- **WORK REQUEST**
In the copy, leave out the pictures and repeat all records exactly.

BEGIN RECORD SET

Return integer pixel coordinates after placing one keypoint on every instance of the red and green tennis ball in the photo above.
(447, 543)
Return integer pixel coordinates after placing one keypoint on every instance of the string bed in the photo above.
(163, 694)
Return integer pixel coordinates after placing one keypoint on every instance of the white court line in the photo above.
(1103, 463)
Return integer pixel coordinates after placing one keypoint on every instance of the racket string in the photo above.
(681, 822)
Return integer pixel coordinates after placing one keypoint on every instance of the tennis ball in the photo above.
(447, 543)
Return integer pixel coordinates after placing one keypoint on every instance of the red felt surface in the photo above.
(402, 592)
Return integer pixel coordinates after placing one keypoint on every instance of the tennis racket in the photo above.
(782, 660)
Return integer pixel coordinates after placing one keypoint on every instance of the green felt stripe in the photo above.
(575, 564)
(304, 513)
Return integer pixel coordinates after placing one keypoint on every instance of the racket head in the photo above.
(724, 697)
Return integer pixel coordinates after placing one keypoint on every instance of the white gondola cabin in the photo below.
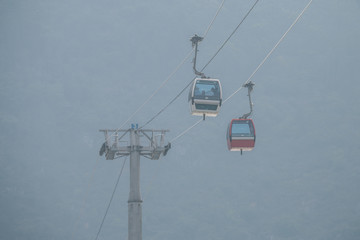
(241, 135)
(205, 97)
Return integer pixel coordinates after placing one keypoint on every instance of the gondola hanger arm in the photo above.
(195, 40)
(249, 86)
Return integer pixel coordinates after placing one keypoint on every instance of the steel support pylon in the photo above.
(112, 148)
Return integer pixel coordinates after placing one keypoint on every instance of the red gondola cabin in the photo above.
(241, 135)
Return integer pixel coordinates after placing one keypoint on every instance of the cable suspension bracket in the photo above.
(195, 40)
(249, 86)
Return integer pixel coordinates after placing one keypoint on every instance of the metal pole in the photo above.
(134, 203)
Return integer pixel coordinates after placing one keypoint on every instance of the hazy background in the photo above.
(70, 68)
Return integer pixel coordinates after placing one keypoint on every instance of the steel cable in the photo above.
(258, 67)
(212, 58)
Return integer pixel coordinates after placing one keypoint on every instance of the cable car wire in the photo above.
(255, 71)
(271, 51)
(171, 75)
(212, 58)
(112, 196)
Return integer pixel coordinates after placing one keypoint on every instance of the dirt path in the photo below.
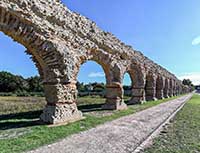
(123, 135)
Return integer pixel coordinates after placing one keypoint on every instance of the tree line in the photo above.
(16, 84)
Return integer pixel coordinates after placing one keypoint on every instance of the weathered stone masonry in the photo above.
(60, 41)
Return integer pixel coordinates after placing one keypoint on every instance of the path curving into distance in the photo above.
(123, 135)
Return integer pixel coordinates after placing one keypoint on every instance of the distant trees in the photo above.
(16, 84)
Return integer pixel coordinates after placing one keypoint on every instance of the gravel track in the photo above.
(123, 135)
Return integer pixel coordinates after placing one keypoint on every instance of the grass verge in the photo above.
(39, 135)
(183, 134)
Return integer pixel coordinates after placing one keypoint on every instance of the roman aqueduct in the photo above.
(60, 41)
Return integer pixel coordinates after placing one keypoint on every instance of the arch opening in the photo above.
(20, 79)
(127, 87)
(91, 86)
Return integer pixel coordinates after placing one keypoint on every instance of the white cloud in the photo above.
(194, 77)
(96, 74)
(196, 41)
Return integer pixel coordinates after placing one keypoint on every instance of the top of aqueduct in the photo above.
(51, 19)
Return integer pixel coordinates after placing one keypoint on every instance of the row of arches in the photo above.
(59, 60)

END RECORD SET

- **ANSWER BELOW**
Return integer pixel coordinates after placing one keypoint on every instance of the red and green tennis ball in the photo above.
(447, 543)
Return integer pixel coordinates after placing one keypoint on every instance of the string bed in the photo above.
(163, 694)
Return integer pixel coordinates after placing one keypoint on every instance of the white court line in the photo above.
(1103, 463)
Return integer pixel coordinates after placing one keypoint on every instance of the racket string in the photo above.
(681, 822)
Return integer pixel coordinates after placing one keypoint on every instance of the tennis ball in the photo above.
(447, 543)
Return integer pixel coordinates after placing one keypoint on every instance of the red felt surface in the photo above.
(402, 592)
Return integer pixel coordinates after placing one keypoint on every instance of the tennis racket in the photo above.
(782, 660)
Return integer pixel coordinates after placing one keypoint on every instance of the green felt stripe in the photo above.
(575, 564)
(304, 513)
Return integer pixel coordinates after placing one keypoint on every instance of the racket head in the photo above.
(724, 697)
Return integer pixel coordinates after placing one keypoint on every instance of the white gondola cabin in the photo below.
(241, 135)
(205, 97)
Return integer pixel coordinates after placing one keypoint on every instance of the gondola hanger arm in the photo above.
(195, 40)
(249, 86)
Return integer pixel coordinates after placing one keypoint on every instance of the steel support pylon in the photo above.
(112, 148)
Return integer pixel coordinates after placing one keypoint on every instance of the red gondola cabin in the photo above.
(241, 135)
Return integer pixel coordinates after placing one keypoint on every instance of the cable suspension bracket in the photo above.
(195, 40)
(249, 86)
Return integer pixel coordinates after placing one keypoint on every instance of the metal pole in the photo above.
(134, 203)
Return integer pixel coordinates after placing one keypoint on every instance of the hazy background in the photo above.
(70, 68)
Return integer pixel coordinates after placing one keypoint on every instance of the steel cable in the photo above.
(258, 67)
(212, 58)
Return integer pixel coordinates after placing one keypoint on every instance of the cable car wire in the photo above.
(255, 71)
(271, 51)
(171, 75)
(212, 58)
(112, 196)
Return integer pixel coordinates after placing one keypoint on every instance of the dirt path in the photo below.
(123, 135)
Return integer pixel coordinates after placing one keypoint on every instance of the tree line in the photo above.
(16, 84)
Return integer pixel coordinates after placing one keypoint on every instance of the weathered stone masonry in the photo above.
(60, 41)
Return integer pixel coordinates after placing one keypoint on every instance of the path curving into distance in the photo above.
(123, 135)
Return integer pixel coordinates after placing one keypoint on every instance of the distant trees in the photo above.
(16, 84)
Return integer pixel coordinates after placing one keypoint on every instance of the gravel track in the photo above.
(123, 135)
Return integer pixel coordinates after placing one keypoint on every instance of the grass verge in the photo above.
(39, 135)
(183, 134)
Return integer pixel coordinates after placing one keypoint on every instance of the roman aqueduct in the photo above.
(60, 41)
Return integer pixel coordinates after placing one keypoint on every instance of the arch opening in the photo above.
(20, 79)
(127, 87)
(91, 86)
Return integer pixel coordinates after placing one keypoint on every instance of the white cloud in the photo above.
(194, 77)
(96, 74)
(196, 41)
Return integer pixel coordinates after placing one keypoint on every instance of the top of aqueduct in the photo above.
(51, 19)
Return integer pixel coordinates after placing one keypoint on every instance of the row of arches in the photo above.
(59, 60)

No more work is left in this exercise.